Problem A.
In the highway growth passage, at what average rate did shopping-center uses on T.H. 100 expand from 1945 to 1951?
Problem B.
Reproduce the highway growth passage word for word, from "Retail and Service Uses." up to and including "forward to 1980.".
Problem C.
How would you render this sentence from the highway growth passage in Spanish: "That rate was applied arbitrarily to T.H. (I.R.) 494 from the date of opening (1965) forward to 1980."

Retail and Service Uses. On the basis of projected residential expansion,11 it was estimated that the increase in number of dwelling units in the T.H. (I. R.) 494 study strip in the ten years from 1970 to 1980 will approximate the increase in the T.H. 100 strip during the six year period of explosive growth between 1945 and 1951. Shopping-center uses (neighborhood-oriented retail and service functions) on T.H. 100 expanded at an average rate of 3.0 acres per year from 1945 to 1951. Thus an aggregate rate about two-thirds as great, or about 2.0 acres per year is appropriate for the longer period on T.H. (I.R.) 494. That rate was applied arbitrarily to T.H. (I.R.) 494 from the date of opening (1965) forward to 1980.

Estimating the rate of growth along the "super" Belt Line.

Saved entries
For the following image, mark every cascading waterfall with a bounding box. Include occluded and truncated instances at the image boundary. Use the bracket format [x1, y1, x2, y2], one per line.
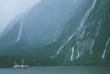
[71, 46, 74, 61]
[57, 34, 74, 55]
[57, 0, 96, 58]
[90, 40, 95, 55]
[102, 37, 110, 59]
[53, 24, 61, 41]
[16, 20, 23, 42]
[77, 0, 96, 34]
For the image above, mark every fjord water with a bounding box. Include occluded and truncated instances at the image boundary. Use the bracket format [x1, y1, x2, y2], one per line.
[0, 66, 110, 74]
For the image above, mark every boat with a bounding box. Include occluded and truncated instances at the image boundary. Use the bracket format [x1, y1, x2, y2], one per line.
[13, 60, 29, 69]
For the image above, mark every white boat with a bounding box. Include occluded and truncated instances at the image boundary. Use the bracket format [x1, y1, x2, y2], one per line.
[13, 60, 29, 69]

Output A.
3.0 acres per year.

Output B.
Retail and Service Uses. On the basis of projected residential expansion,11 it was estimated that the increase in number of dwelling units in the T.H. (I. R.) 494 study strip in the ten years from 1970 to 1980 will approximate the increase in the T.H. 100 strip during the six year period of explosive growth between 1945 and 1951. Shopping-center uses (neighborhood-oriented retail and service functions) on T.H. 100 expanded at an average rate of 3.0 acres per year from 1945 to 1951. Thus an aggregate rate about two-thirds as great, or about 2.0 acres per year is appropriate for the longer period on T.H. (I.R.) 494. That rate was applied arbitrarily to T.H. (I.R.) 494 from the date of opening (1965) forward to 1980.

Output C.
Esa tasa se aplicó arbitrariamente a la T.H. (I.R.) 494 desde la fecha de apertura (1965) hasta 1980.